* **SUPPLIED TEXT**
====================

How about lets start with reforming it and making it better.
1) If one person paid into SS, then only one person can receive benefits at a time - no mutual spousal benefits. If there is a reduced benefit election, and the spouse survives the recipient, then the spouse can continue to receive benefits after the worker spouse dies.
2) If you worked, and spousal benefits are more than you would receive based on your own wages, too bad, you get out based on what you paid in.
3) If you marry after starting to collect SS, then your spouse is not eligible to collect benefits.
4) If you are unmarried at the time you start collecting benefits, then former spouses are not eligible for spousal benefits.
The hole in your scheme is that unlike every other form of retirement funds or asset class, SS benefits aren't inheritable. If you work for 50 years paying 15% of your income as payroll taxes and then die on the day you retire, what happens to your benefits? A portion gets sent to your surviving spouse and dependents (if any by that point). The rest is just lost.

====================

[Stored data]
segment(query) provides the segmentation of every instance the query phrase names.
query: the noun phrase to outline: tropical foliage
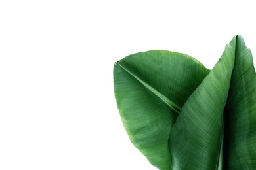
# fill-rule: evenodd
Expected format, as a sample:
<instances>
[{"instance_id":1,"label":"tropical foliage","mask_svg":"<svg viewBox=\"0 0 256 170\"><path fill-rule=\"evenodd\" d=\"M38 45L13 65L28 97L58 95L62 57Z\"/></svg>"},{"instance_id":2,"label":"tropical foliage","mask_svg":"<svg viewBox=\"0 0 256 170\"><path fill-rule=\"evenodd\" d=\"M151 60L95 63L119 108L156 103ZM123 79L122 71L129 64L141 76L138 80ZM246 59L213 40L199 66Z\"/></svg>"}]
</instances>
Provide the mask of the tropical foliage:
<instances>
[{"instance_id":1,"label":"tropical foliage","mask_svg":"<svg viewBox=\"0 0 256 170\"><path fill-rule=\"evenodd\" d=\"M116 63L114 81L131 141L159 169L256 169L256 74L241 36L211 71L152 50Z\"/></svg>"}]
</instances>

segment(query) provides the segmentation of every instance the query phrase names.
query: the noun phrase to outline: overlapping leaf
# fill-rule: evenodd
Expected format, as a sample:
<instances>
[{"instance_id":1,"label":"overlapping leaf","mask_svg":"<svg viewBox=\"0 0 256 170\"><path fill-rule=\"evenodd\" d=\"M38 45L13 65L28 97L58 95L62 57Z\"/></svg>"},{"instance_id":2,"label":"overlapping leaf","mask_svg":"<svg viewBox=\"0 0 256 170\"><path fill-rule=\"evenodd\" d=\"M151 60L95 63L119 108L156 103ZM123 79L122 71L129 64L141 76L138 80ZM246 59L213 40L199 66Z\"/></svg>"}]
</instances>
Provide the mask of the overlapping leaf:
<instances>
[{"instance_id":1,"label":"overlapping leaf","mask_svg":"<svg viewBox=\"0 0 256 170\"><path fill-rule=\"evenodd\" d=\"M157 50L123 58L114 75L123 124L153 165L256 168L256 75L240 36L211 72L186 54Z\"/></svg>"}]
</instances>

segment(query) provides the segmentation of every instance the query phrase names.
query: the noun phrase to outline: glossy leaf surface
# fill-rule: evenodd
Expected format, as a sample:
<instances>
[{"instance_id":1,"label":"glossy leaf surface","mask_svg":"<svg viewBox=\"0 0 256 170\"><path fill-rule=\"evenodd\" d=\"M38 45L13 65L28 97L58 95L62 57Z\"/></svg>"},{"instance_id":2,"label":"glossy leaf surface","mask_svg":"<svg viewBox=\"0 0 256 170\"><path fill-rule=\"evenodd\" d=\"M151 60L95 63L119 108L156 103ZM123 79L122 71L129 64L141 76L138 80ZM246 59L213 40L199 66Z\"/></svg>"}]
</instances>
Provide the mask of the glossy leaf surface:
<instances>
[{"instance_id":1,"label":"glossy leaf surface","mask_svg":"<svg viewBox=\"0 0 256 170\"><path fill-rule=\"evenodd\" d=\"M160 169L256 169L256 75L241 36L209 71L163 50L114 65L115 97L133 144Z\"/></svg>"}]
</instances>

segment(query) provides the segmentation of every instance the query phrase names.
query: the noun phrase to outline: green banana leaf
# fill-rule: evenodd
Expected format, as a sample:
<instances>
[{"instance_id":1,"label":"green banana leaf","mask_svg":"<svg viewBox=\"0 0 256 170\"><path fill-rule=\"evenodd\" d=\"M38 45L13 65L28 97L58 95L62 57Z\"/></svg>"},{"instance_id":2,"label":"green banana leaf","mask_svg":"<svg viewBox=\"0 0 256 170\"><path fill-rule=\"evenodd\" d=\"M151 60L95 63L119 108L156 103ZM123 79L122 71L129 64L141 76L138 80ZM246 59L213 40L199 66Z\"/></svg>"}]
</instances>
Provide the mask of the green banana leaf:
<instances>
[{"instance_id":1,"label":"green banana leaf","mask_svg":"<svg viewBox=\"0 0 256 170\"><path fill-rule=\"evenodd\" d=\"M115 97L131 141L159 169L256 169L255 76L238 35L211 71L181 53L125 57Z\"/></svg>"}]
</instances>

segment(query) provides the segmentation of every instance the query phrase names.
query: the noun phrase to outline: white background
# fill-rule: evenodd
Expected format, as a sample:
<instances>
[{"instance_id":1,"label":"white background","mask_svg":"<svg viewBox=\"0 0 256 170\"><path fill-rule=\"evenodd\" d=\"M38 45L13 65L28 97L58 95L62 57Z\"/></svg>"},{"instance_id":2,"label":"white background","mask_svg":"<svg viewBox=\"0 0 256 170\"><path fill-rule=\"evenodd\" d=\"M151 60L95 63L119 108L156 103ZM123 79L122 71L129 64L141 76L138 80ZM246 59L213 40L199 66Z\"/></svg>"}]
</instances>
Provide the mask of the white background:
<instances>
[{"instance_id":1,"label":"white background","mask_svg":"<svg viewBox=\"0 0 256 170\"><path fill-rule=\"evenodd\" d=\"M156 169L131 143L114 63L149 50L212 69L253 1L1 1L0 169ZM255 61L255 60L254 60Z\"/></svg>"}]
</instances>

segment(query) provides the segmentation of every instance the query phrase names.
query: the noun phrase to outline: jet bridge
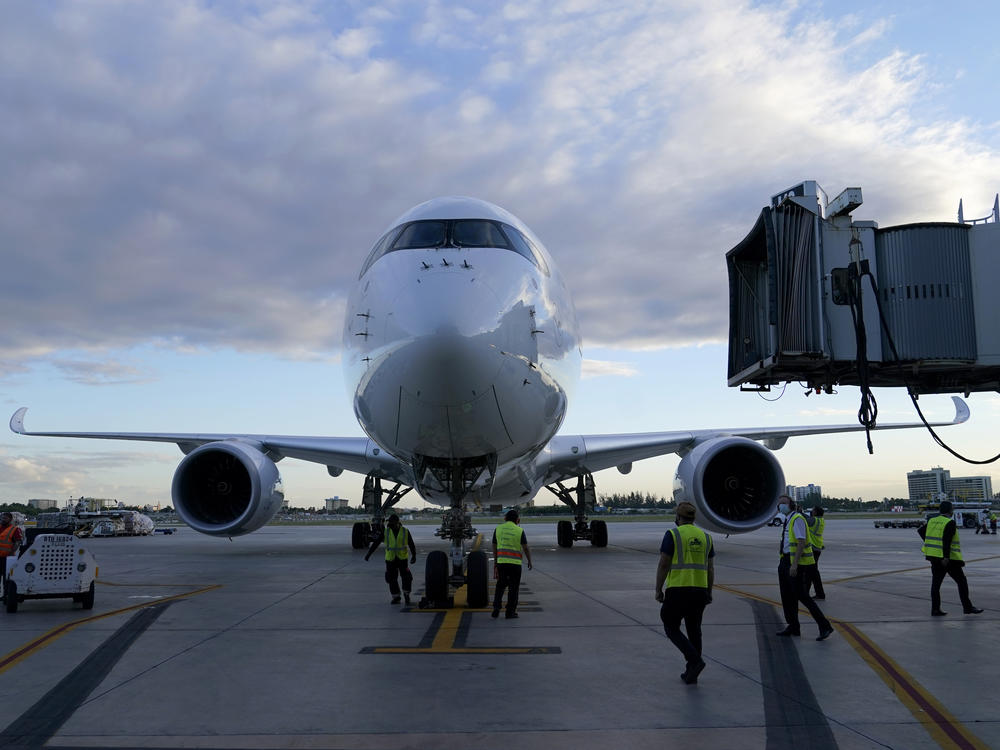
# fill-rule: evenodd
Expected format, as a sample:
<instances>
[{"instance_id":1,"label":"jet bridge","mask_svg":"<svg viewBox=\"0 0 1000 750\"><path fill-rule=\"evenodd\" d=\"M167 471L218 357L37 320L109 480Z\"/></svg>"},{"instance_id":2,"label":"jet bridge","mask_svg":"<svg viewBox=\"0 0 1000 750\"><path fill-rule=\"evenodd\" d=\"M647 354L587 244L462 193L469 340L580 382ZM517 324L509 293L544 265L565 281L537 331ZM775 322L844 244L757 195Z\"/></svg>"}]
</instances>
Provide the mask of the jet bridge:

====================

* **EXERCISE DETAILS**
Decide whether each statement agrees with the text on Social Security reform, answering yes or no and quoting the deciding words of the text. (a) Under the proposal, a person who marries after beginning to collect SS has a spouse who cannot collect benefits. (b) SS benefits can be inherited in the same way as other retirement funds. (c) Under the proposal, a worker whose spousal benefits would exceed the benefits from their own wages receives the spousal amount. The stored data plays no part in the work here.

* **RESPONSE AREA**
(a) Yes: "If you marry after starting to collect SS, then your spouse is not eligible to collect benefits."
(b) No: "unlike every other form of retirement funds or asset class, SS benefits aren't inheritable."
(c) No: "too bad, you get out based on what you paid in."